- **Aim of the task**:
Which lines run from the one containing "point: ornamental shrub" to the end of the entries? Quote them exactly, and nothing else.
++++++++++++++++++++
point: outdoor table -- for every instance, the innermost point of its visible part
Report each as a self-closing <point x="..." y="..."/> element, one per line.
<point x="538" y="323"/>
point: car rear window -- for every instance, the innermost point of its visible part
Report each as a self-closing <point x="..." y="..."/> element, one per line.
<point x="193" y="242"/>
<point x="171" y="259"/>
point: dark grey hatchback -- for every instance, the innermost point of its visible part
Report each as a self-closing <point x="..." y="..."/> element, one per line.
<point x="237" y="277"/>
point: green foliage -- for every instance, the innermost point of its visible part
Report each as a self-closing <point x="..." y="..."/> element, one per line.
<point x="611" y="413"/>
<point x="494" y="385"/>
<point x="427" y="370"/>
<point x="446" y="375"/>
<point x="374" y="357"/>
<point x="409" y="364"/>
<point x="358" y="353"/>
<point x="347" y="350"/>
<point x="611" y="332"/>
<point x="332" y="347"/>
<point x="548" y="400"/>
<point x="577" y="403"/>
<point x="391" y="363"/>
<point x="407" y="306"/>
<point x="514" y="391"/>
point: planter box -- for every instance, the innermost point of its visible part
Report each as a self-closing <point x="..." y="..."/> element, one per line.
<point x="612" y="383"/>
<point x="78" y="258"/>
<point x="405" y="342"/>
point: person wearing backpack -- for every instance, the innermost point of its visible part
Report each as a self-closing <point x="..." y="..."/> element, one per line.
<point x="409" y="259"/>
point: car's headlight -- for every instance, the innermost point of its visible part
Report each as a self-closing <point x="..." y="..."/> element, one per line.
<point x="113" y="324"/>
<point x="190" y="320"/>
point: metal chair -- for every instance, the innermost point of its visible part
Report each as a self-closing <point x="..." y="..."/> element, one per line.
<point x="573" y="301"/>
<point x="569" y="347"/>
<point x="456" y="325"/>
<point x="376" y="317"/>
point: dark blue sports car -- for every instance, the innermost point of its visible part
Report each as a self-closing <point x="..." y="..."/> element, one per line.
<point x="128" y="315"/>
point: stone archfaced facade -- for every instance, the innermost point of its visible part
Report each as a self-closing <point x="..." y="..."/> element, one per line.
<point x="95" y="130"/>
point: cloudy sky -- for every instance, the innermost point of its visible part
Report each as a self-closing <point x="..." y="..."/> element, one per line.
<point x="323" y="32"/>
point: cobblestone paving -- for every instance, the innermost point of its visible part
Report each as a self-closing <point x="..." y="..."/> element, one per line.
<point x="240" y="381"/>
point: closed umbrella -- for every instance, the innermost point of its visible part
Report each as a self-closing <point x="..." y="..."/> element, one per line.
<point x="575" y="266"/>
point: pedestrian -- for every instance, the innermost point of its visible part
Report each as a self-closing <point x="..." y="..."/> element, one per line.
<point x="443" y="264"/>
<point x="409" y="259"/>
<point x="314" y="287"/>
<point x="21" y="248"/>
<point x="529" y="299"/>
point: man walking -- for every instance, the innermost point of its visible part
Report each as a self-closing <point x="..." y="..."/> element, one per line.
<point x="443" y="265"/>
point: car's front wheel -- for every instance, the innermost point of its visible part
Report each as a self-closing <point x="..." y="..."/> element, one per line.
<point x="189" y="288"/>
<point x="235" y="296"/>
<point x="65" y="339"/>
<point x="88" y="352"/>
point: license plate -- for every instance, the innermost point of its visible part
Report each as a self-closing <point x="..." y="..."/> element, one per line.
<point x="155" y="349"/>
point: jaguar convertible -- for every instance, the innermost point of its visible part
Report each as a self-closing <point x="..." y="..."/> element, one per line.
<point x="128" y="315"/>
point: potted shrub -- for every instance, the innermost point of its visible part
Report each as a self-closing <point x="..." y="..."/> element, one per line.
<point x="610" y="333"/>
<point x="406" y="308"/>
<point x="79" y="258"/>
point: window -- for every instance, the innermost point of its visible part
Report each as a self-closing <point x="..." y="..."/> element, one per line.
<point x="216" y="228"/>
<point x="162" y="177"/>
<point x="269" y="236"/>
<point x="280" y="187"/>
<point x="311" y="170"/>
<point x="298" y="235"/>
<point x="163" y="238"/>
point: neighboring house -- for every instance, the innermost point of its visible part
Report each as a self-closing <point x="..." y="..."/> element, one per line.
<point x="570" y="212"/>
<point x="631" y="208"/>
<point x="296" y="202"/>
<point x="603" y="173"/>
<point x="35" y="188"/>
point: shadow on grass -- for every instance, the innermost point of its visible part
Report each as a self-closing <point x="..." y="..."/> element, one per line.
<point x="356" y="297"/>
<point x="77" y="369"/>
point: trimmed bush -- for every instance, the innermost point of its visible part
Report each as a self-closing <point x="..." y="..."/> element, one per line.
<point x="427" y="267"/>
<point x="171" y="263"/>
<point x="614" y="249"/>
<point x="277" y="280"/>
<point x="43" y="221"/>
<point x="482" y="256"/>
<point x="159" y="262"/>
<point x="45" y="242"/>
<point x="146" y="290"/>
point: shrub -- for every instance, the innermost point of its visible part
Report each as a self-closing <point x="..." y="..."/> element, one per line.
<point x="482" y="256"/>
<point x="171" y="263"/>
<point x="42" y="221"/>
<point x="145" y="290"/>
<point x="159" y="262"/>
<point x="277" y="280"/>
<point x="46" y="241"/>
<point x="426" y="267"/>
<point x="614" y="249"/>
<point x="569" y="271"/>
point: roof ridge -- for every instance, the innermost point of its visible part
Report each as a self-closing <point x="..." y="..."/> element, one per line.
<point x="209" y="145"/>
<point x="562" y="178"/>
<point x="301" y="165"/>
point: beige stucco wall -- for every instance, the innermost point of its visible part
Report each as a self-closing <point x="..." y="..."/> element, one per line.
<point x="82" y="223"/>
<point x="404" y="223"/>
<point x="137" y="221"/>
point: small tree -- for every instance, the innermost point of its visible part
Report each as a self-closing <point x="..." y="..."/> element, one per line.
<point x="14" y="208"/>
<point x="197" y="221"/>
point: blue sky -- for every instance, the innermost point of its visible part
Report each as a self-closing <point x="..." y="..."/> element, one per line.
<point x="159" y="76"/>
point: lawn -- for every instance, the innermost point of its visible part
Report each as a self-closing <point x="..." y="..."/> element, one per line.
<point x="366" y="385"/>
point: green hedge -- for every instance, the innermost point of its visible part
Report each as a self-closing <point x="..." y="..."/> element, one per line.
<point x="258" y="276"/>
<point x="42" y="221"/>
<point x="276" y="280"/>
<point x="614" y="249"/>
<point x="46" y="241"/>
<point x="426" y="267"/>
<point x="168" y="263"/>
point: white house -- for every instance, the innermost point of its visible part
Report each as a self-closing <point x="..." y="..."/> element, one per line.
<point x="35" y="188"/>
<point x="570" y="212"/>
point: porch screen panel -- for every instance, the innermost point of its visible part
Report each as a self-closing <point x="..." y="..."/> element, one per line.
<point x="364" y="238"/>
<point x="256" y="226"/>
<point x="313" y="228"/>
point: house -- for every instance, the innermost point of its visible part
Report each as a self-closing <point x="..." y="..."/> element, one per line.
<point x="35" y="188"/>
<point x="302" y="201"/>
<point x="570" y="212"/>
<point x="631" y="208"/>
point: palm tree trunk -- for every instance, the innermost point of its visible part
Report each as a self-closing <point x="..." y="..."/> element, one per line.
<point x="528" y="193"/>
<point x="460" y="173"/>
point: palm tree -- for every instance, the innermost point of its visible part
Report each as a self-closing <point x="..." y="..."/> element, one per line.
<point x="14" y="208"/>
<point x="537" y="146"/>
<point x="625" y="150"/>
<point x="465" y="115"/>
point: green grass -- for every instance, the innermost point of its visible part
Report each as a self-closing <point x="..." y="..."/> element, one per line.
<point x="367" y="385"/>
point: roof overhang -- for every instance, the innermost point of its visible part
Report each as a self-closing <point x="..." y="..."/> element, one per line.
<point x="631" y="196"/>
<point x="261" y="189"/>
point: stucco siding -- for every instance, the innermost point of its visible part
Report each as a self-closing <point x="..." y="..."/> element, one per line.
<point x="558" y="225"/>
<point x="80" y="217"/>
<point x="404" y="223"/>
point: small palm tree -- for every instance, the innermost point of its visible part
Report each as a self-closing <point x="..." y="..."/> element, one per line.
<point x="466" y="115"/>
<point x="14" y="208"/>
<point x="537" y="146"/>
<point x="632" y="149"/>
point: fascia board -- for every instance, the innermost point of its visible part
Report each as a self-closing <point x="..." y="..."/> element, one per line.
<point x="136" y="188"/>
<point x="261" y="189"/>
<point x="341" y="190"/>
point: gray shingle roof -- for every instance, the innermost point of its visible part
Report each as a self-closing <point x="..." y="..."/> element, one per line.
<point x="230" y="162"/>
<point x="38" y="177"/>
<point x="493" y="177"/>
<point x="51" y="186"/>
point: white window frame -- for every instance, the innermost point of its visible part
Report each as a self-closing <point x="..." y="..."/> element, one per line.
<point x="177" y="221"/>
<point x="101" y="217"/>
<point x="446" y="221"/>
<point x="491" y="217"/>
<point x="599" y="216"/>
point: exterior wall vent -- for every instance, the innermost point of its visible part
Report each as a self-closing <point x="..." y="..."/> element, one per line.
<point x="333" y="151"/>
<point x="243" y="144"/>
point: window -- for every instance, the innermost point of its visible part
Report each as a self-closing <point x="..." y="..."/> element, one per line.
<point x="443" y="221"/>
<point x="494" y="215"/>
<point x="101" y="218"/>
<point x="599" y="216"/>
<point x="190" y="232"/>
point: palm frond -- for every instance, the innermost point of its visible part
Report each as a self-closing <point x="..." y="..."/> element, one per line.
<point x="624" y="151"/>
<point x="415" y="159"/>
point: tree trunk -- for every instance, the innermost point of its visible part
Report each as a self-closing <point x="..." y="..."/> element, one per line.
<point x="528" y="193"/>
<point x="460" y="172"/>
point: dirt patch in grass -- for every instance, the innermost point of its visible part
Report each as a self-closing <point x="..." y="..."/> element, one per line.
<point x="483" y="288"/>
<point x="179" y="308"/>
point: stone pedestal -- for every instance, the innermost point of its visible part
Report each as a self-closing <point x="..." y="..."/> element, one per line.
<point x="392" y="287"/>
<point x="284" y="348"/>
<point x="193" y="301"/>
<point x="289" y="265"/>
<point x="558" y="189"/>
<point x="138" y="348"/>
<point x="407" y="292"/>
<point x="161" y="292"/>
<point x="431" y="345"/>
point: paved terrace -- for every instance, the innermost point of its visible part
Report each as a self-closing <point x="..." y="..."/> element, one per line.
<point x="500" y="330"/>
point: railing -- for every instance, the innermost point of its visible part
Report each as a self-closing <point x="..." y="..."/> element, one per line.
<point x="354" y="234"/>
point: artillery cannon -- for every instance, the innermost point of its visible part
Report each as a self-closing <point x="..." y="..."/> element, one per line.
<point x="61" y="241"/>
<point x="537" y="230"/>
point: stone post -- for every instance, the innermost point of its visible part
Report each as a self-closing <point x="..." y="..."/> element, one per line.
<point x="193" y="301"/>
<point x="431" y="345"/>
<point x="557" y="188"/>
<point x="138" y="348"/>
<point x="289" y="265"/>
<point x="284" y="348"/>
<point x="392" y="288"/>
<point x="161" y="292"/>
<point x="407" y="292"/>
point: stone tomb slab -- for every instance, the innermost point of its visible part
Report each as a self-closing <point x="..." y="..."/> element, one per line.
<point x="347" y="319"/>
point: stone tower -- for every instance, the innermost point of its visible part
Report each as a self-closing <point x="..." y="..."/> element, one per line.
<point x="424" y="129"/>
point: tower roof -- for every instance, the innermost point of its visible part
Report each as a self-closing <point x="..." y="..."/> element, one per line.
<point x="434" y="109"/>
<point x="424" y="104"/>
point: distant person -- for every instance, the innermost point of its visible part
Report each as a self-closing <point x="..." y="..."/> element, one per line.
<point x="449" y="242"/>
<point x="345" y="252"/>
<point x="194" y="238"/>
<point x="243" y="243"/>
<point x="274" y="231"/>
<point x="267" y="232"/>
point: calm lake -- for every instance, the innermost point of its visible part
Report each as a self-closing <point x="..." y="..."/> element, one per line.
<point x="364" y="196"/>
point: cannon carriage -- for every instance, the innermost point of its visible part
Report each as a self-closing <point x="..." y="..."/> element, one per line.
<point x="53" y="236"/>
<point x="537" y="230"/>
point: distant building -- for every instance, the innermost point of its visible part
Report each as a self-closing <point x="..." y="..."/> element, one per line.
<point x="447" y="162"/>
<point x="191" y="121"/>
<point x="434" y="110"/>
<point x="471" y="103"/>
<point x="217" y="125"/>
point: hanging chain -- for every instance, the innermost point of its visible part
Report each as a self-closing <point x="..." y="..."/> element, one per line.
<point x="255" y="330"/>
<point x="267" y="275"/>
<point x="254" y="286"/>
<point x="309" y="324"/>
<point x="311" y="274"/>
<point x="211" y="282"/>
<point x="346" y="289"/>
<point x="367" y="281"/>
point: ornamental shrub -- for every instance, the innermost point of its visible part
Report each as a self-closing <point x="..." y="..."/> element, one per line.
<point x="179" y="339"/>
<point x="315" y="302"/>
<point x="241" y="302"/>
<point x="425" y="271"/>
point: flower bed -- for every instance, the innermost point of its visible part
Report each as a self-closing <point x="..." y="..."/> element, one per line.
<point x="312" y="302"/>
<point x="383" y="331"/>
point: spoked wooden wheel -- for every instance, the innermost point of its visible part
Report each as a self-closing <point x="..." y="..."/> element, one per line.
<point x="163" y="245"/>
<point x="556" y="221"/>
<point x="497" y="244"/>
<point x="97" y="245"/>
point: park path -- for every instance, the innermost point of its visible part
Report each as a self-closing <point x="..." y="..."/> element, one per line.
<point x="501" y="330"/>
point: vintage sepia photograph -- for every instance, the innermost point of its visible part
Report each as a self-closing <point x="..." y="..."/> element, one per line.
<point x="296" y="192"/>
++++++++++++++++++++
- **Reply**:
point: ornamental shrub -- for every instance, the innermost point of its visible part
Report each as a self-closing <point x="..." y="..."/> element, one per line.
<point x="179" y="339"/>
<point x="315" y="302"/>
<point x="241" y="302"/>
<point x="425" y="271"/>
point: flower bed -- for every instance, the innermost point of its visible part
Report each as a self-closing <point x="..." y="..."/> element, one per line.
<point x="312" y="302"/>
<point x="383" y="331"/>
point: spoked wooden wheel -- for every instance, the innermost point of its visible part
Report each as a self-closing <point x="..." y="..."/> element, one per line.
<point x="163" y="245"/>
<point x="556" y="221"/>
<point x="497" y="244"/>
<point x="97" y="245"/>
point: park path -- for every instance, the innermost point of its visible part
Report each as a self-closing <point x="..." y="..."/> element, one per line.
<point x="501" y="330"/>
point: vintage sepia photograph -- for every instance, the innermost point of its visible part
Report each as a self-closing <point x="..." y="..."/> element, one per line.
<point x="296" y="192"/>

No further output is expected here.